_EXTRACT_:
********

The Points Interview: Pamela Donovan

Editor’s Note: Pamela Donovan is the author of Drink Spiking and Predatory Drugging: A Modern History (Palgrave Macmillan, 2016). She holds a PhD in Sociology from City University of New York Graduate Center. Donovan taught criminology and sociology courses for 20 years, and left academia to pursue freelance book editing and due diligence investigation. Her main areas of interest are drug and alcohol studies, as well as the small scholarly world of rumor studies. Her previous book was No Way of Knowing: Crime, Urban Legends and the Internet (Routledge, 2004).

1. Describe your book in terms your bartender could understand.
Well, there are bartenders as part of general audience that might be interested in this topic, and then there are bartenders as bartenders, particularly the ones at nightclubs, who no doubt have an interesting front line view of the current date-rape-drugs scare.
As an interested general audience, I’d say that my book is about the ways in which the fear, and occasional reality, of using drugs surreptitiously on people turns out to be related to other dramatic changes in modernizing societies. These changes include the psycho-pharmaceutical revolution that begins in the mid-1800s and really takes off in the mid-20th century. Governments and medical authorities try to create boundaries around usage that ordinary people resist and find ways around. We long for a series of precise and perfect cures, but we, at the same time, fear being controlled by chemically induced states of mind. We don’t feel like we can balance those benefits and risks ourselves. We are techno-utopians, when we feel as if psycho-pharma can deliver us to our real selves, and five seconds later, we are techno-dystopians, feeling as is we are at the mercy of bad actors who want to turn us into zombies.

********

_DATASET EXCERPTS_:
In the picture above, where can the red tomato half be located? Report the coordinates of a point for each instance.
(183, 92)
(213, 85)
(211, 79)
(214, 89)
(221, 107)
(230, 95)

********

_WHAT THIS EXERCISE ASKS_:
(A) According to the interview, what degree does Pamela Donovan hold, and from which institution?
(B) Print the interview word for word from "Well, there are" to "current date-rape-drugs scare.".

_ANSWERS PER TASK_:
(A) A PhD in Sociology from City University of New York Graduate Center.

(B)
Well, there are bartenders as part of general audience that might be interested in this topic, and then there are bartenders as bartenders, particularly the ones at nightclubs, who no doubt have an interesting front line view of the current date-rape-drugs scare.